**WHAT YOU ARE ASKED TO DO:** All the lines below should be set down exactly, with no picture carried into the copy.

Saved entries
__________________________________________________
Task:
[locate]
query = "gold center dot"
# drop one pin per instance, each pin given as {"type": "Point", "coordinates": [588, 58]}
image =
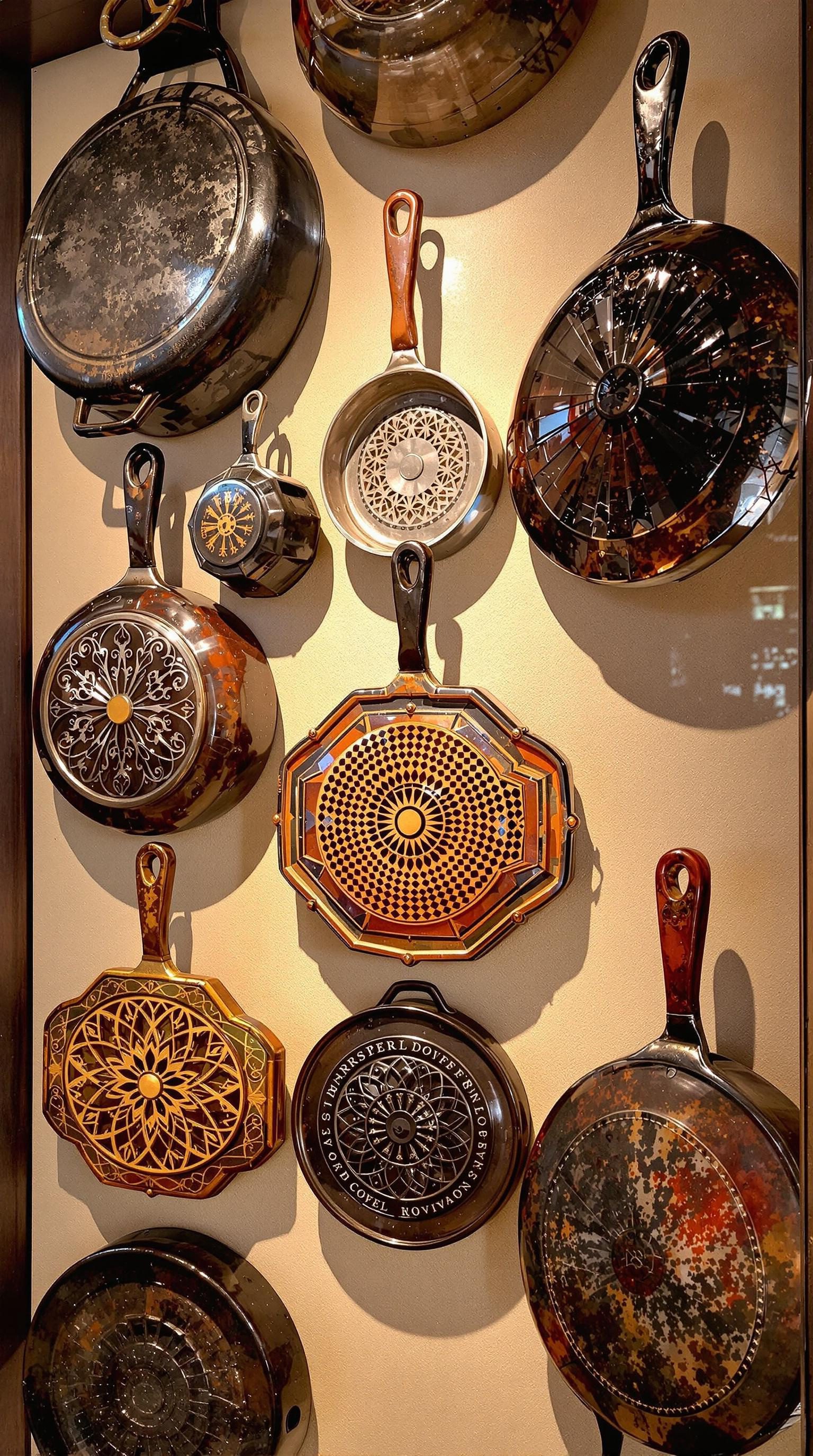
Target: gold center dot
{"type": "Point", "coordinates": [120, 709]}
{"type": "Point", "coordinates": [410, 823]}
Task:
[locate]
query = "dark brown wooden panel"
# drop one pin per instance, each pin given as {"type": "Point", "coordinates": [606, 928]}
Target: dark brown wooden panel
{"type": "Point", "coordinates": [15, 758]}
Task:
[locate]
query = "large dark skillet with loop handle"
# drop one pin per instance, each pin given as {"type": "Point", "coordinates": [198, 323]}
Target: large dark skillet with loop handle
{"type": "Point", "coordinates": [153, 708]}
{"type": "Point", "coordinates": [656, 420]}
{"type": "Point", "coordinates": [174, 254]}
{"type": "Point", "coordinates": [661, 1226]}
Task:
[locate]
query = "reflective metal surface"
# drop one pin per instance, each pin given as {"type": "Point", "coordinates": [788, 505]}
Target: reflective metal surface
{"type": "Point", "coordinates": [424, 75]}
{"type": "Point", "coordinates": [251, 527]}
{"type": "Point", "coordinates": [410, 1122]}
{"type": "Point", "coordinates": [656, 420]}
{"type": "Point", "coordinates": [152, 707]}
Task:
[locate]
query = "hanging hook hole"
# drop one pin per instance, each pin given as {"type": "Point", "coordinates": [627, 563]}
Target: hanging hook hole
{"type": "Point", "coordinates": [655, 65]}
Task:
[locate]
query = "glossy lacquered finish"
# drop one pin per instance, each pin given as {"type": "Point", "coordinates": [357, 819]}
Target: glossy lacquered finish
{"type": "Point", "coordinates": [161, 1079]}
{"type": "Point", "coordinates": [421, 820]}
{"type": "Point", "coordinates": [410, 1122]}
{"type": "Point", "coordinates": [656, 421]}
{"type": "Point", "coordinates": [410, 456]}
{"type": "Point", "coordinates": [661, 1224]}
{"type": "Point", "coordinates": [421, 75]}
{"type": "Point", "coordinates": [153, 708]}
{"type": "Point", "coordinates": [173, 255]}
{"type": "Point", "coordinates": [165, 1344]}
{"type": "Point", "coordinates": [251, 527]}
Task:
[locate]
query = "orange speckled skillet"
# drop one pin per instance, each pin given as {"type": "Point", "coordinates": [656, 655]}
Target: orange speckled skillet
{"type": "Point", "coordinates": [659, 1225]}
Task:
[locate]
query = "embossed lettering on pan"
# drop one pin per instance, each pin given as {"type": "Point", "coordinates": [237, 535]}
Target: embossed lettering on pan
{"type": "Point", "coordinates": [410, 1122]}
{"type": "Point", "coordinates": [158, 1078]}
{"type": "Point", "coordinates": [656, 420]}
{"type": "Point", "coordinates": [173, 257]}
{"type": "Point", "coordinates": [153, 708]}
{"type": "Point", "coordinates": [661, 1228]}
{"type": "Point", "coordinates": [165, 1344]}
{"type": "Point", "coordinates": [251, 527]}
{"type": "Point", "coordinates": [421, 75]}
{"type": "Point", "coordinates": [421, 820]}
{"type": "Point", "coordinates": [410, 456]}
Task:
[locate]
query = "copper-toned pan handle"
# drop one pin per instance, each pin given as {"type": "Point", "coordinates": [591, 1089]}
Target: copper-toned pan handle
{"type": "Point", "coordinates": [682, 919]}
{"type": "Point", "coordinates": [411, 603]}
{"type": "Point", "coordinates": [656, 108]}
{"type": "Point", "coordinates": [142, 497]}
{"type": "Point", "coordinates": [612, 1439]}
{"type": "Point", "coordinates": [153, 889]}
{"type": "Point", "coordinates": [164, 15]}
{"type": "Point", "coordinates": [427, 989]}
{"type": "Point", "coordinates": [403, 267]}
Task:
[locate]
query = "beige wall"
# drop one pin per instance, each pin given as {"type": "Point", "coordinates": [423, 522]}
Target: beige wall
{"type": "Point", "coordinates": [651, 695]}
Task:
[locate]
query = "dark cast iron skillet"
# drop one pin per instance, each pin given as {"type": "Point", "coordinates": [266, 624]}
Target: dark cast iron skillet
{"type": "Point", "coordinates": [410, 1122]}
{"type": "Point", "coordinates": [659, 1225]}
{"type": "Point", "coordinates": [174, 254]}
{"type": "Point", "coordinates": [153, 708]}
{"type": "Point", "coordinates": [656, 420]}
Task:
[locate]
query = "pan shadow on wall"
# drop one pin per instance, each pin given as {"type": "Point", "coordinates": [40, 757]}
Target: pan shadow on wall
__________________________________________________
**ANSWER BOX:**
Task:
[locate]
query = "gold center dot"
# drop one pin per instance, each pin given as {"type": "Point", "coordinates": [588, 58]}
image =
Target: gold center dot
{"type": "Point", "coordinates": [120, 709]}
{"type": "Point", "coordinates": [410, 823]}
Task:
[locate]
query = "dark brown wooden panel"
# drop one pin per instance, each pin given as {"type": "Point", "coordinates": [606, 928]}
Target: dark brown wooden panel
{"type": "Point", "coordinates": [15, 758]}
Task:
[locate]
query = "large dark skillet with loop handle"
# drop one pin per instance, each pin given as {"type": "Point", "coordinates": [198, 323]}
Target: large dark skillet with loop handle
{"type": "Point", "coordinates": [153, 708]}
{"type": "Point", "coordinates": [656, 420]}
{"type": "Point", "coordinates": [174, 254]}
{"type": "Point", "coordinates": [661, 1226]}
Task:
[locate]
query = "reflective metal surface"
# drop one pin per instance, each pin given as {"type": "Point", "coordinates": [788, 505]}
Target: reflective metal surface
{"type": "Point", "coordinates": [424, 75]}
{"type": "Point", "coordinates": [251, 527]}
{"type": "Point", "coordinates": [410, 1122]}
{"type": "Point", "coordinates": [656, 420]}
{"type": "Point", "coordinates": [152, 707]}
Task:
[locate]
query = "hanging hook hole"
# drop one pin per instance, each pin given as {"type": "Point", "coordinates": [627, 563]}
Target: hanging hook hole
{"type": "Point", "coordinates": [655, 65]}
Task:
[locate]
query = "glossy lacquered finish"
# drop one pin per instance, each pin given as {"type": "Point", "coordinates": [357, 819]}
Target: glossy lacquered finish
{"type": "Point", "coordinates": [161, 1079]}
{"type": "Point", "coordinates": [421, 820]}
{"type": "Point", "coordinates": [410, 1122]}
{"type": "Point", "coordinates": [656, 421]}
{"type": "Point", "coordinates": [410, 456]}
{"type": "Point", "coordinates": [661, 1224]}
{"type": "Point", "coordinates": [421, 75]}
{"type": "Point", "coordinates": [153, 708]}
{"type": "Point", "coordinates": [173, 255]}
{"type": "Point", "coordinates": [165, 1344]}
{"type": "Point", "coordinates": [251, 527]}
Task:
[locate]
query = "orange speckled skillet"
# drop one pin per instance, each pin given as {"type": "Point", "coordinates": [656, 655]}
Target: orange speckled skillet
{"type": "Point", "coordinates": [659, 1225]}
Task:
[locate]
query = "embossed lettering on pan"
# drop one pin per instance, each pin given as {"type": "Point", "coordinates": [237, 535]}
Target: embossed lettering on pan
{"type": "Point", "coordinates": [410, 1122]}
{"type": "Point", "coordinates": [158, 1078]}
{"type": "Point", "coordinates": [656, 420]}
{"type": "Point", "coordinates": [173, 257]}
{"type": "Point", "coordinates": [153, 708]}
{"type": "Point", "coordinates": [661, 1228]}
{"type": "Point", "coordinates": [165, 1344]}
{"type": "Point", "coordinates": [251, 527]}
{"type": "Point", "coordinates": [421, 75]}
{"type": "Point", "coordinates": [421, 820]}
{"type": "Point", "coordinates": [410, 456]}
Task:
[locate]
query = "copper-toned pan handle"
# drop one pin per instance, each pin given as {"type": "Point", "coordinates": [591, 1089]}
Target: copper-toned pan handle
{"type": "Point", "coordinates": [682, 919]}
{"type": "Point", "coordinates": [411, 603]}
{"type": "Point", "coordinates": [656, 108]}
{"type": "Point", "coordinates": [142, 497]}
{"type": "Point", "coordinates": [612, 1439]}
{"type": "Point", "coordinates": [153, 889]}
{"type": "Point", "coordinates": [164, 15]}
{"type": "Point", "coordinates": [427, 989]}
{"type": "Point", "coordinates": [403, 267]}
Task:
[locate]
query = "beige wall"
# drop one pin per instance, each pin given as {"type": "Point", "coordinates": [423, 522]}
Target: beige wall
{"type": "Point", "coordinates": [651, 695]}
Task:
[locate]
query = "dark cast iron skillet"
# drop one pin per instance, each pin given as {"type": "Point", "coordinates": [266, 624]}
Target: dark cast iron skillet
{"type": "Point", "coordinates": [410, 1122]}
{"type": "Point", "coordinates": [659, 1225]}
{"type": "Point", "coordinates": [174, 254]}
{"type": "Point", "coordinates": [153, 708]}
{"type": "Point", "coordinates": [656, 420]}
Task:
[locate]
query = "pan shadow on wall"
# drop one pin per instance, each pin given as {"type": "Point", "coordinates": [40, 757]}
Target: pan shadow on wall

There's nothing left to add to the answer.